GOAL:
Print the line that contains "Target: porous rock" and every line after it through the last line of the records below, exactly as written and nothing else.

** START RAW RECORDS **

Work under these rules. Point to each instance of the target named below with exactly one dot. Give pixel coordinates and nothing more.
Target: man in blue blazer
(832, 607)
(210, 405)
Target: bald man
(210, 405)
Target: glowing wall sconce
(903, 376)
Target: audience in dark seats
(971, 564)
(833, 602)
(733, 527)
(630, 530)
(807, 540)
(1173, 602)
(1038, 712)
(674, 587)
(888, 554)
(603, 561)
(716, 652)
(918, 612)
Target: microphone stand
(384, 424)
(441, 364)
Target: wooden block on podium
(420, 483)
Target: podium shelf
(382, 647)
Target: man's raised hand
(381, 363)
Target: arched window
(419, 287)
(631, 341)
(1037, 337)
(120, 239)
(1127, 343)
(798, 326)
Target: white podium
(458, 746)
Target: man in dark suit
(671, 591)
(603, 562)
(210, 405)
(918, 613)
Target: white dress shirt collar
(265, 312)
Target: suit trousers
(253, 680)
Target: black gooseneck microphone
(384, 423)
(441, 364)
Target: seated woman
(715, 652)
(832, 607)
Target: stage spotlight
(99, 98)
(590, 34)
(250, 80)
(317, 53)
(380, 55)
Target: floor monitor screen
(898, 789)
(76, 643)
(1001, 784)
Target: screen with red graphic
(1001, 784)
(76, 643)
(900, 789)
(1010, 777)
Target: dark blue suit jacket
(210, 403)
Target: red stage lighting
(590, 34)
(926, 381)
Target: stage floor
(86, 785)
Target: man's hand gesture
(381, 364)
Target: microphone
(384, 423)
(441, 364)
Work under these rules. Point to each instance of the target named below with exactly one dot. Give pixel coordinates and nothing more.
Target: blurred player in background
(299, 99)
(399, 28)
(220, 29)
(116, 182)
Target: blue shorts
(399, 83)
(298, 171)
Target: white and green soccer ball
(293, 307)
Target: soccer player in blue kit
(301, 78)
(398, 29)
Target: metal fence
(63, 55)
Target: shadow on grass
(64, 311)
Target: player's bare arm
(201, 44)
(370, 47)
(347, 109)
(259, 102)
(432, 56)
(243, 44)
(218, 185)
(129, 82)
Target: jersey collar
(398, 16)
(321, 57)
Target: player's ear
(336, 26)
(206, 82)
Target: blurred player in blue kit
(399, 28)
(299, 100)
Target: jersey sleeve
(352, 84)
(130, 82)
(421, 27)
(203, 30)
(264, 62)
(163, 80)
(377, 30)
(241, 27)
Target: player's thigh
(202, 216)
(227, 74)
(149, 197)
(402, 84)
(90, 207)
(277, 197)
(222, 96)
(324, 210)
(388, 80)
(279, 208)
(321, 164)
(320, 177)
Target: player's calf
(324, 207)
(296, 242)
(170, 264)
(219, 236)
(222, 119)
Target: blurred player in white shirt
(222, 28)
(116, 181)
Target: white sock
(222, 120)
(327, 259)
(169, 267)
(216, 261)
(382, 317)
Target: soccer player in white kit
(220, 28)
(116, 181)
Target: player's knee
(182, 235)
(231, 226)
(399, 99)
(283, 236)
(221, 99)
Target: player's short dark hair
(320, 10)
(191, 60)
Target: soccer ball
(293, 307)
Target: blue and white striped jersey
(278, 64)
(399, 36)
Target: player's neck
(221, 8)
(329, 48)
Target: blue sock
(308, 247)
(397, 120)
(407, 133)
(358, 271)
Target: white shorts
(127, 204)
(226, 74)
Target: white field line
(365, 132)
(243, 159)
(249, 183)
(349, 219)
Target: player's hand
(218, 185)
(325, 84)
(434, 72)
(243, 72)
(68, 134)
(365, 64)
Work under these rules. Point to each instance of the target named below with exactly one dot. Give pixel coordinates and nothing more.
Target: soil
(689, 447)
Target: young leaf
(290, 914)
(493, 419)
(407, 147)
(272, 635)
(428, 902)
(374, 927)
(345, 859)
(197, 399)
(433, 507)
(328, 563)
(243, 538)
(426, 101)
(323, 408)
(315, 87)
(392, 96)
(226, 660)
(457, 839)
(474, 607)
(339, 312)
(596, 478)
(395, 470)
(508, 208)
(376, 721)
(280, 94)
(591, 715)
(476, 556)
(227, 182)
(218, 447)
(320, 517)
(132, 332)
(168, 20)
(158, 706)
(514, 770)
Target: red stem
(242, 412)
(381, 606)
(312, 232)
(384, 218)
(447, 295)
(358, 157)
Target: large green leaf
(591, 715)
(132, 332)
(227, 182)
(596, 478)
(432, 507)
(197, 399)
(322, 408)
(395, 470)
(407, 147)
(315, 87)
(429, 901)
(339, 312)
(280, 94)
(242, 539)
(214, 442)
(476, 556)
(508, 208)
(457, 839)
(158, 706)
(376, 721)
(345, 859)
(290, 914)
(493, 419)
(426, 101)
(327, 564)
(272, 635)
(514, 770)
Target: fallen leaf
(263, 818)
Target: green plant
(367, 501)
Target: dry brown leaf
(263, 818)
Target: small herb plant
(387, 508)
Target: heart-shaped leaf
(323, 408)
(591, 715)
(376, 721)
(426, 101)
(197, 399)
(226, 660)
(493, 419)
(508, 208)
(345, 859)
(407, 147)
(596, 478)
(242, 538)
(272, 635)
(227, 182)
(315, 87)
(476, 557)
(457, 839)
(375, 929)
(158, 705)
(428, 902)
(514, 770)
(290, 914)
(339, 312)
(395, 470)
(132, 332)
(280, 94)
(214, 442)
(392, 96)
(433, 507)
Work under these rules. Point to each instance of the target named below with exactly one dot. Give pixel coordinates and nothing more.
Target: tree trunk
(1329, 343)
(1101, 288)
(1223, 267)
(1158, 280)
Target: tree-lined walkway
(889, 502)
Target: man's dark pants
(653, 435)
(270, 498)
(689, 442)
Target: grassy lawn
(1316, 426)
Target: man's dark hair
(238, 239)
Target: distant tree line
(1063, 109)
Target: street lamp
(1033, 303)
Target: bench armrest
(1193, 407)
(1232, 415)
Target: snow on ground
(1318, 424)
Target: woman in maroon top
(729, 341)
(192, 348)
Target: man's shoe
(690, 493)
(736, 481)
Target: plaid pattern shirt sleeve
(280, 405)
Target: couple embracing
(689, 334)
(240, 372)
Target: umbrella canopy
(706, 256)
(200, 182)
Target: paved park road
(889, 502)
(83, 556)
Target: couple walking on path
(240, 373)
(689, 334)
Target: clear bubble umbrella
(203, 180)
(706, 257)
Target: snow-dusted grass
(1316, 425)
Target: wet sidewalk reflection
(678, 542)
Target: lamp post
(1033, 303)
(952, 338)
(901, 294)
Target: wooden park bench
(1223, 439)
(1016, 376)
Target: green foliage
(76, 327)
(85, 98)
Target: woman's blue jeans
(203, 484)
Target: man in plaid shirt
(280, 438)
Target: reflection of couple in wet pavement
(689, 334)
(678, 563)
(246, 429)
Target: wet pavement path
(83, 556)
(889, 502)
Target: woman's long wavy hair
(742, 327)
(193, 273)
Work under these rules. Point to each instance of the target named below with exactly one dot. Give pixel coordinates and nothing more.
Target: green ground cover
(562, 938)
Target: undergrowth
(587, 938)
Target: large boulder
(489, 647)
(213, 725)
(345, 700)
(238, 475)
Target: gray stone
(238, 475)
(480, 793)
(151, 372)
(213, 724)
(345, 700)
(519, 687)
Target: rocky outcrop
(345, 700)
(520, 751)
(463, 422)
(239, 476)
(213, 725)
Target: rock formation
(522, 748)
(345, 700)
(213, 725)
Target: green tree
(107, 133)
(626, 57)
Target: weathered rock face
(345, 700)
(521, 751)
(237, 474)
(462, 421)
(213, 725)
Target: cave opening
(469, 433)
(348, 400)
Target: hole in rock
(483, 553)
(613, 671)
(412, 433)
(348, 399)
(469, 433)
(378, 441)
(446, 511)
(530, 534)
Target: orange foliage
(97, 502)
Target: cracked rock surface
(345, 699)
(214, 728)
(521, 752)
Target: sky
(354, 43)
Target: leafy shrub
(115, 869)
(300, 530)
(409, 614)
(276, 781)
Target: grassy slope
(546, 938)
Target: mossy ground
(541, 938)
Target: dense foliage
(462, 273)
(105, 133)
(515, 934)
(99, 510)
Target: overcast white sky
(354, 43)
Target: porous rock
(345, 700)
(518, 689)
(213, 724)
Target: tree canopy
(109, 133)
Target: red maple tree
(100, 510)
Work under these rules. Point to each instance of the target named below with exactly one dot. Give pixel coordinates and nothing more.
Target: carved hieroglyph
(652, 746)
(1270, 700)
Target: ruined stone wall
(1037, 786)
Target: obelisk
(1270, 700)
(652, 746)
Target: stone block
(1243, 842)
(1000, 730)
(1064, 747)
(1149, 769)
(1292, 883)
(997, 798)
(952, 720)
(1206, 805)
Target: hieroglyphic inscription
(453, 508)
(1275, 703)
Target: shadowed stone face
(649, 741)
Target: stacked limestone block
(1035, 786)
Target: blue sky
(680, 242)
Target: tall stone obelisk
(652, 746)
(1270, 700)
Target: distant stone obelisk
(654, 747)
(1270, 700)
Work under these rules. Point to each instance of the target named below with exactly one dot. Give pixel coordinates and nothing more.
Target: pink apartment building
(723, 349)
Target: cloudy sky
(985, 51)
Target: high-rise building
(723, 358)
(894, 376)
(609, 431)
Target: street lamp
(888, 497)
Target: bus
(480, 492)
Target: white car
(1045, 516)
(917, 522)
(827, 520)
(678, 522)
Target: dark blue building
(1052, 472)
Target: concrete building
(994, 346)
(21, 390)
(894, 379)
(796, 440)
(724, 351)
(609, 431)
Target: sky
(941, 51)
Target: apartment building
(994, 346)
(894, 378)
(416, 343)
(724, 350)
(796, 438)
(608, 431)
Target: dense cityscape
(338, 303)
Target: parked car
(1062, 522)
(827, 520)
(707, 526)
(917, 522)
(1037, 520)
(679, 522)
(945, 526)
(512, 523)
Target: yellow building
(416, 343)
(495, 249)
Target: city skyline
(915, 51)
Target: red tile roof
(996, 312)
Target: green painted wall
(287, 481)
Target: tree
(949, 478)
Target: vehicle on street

** END RAW RECORDS **

OUTPUT OF THE TASK:
Target: porous rock
(345, 700)
(518, 689)
(213, 724)
Target: tree canopy
(109, 133)
Target: red maple tree
(100, 510)
Work under these rules. Point to each instance of the target named below with exactly one dot. Give pixel coordinates and nothing more.
Target: carved hieroglyph
(652, 746)
(1270, 700)
Target: ruined stone wall
(1037, 786)
Target: obelisk
(1270, 700)
(652, 746)
Target: stone block
(1243, 842)
(1000, 730)
(1064, 747)
(1149, 769)
(1292, 883)
(997, 798)
(952, 720)
(1206, 805)
Target: hieroglyphic inscription
(453, 508)
(1275, 703)
Target: shadowed stone face
(649, 741)
Target: stacked limestone block
(1035, 786)
Target: blue sky
(680, 242)
Target: tall stone obelisk
(652, 746)
(1270, 700)
Target: distant stone obelisk
(654, 747)
(1270, 700)
Work under these rules. Point to each instance of the target named below with exactly one dot. Give pixel coordinates and nothing more.
Target: pink apartment building
(723, 349)
Target: cloudy sky
(985, 51)
Target: high-rise building
(723, 358)
(894, 376)
(609, 431)
Target: street lamp
(888, 497)
Target: bus
(480, 492)
Target: white car
(1045, 516)
(917, 522)
(827, 520)
(678, 522)
Target: dark blue building
(1052, 472)
Target: concrete building
(994, 346)
(21, 390)
(894, 379)
(796, 440)
(724, 351)
(609, 431)
Target: sky
(941, 51)
Target: apartment building
(994, 346)
(894, 378)
(416, 343)
(724, 350)
(796, 438)
(608, 431)
Target: dense cityscape
(338, 303)
Target: parked car
(1062, 522)
(827, 520)
(707, 526)
(917, 522)
(1037, 520)
(679, 522)
(945, 526)
(512, 523)
Target: yellow building
(416, 343)
(495, 249)
Target: city skyline
(915, 51)
Target: red tile roof
(996, 312)
Target: green painted wall
(287, 481)
Target: tree
(949, 478)
Target: vehicle on street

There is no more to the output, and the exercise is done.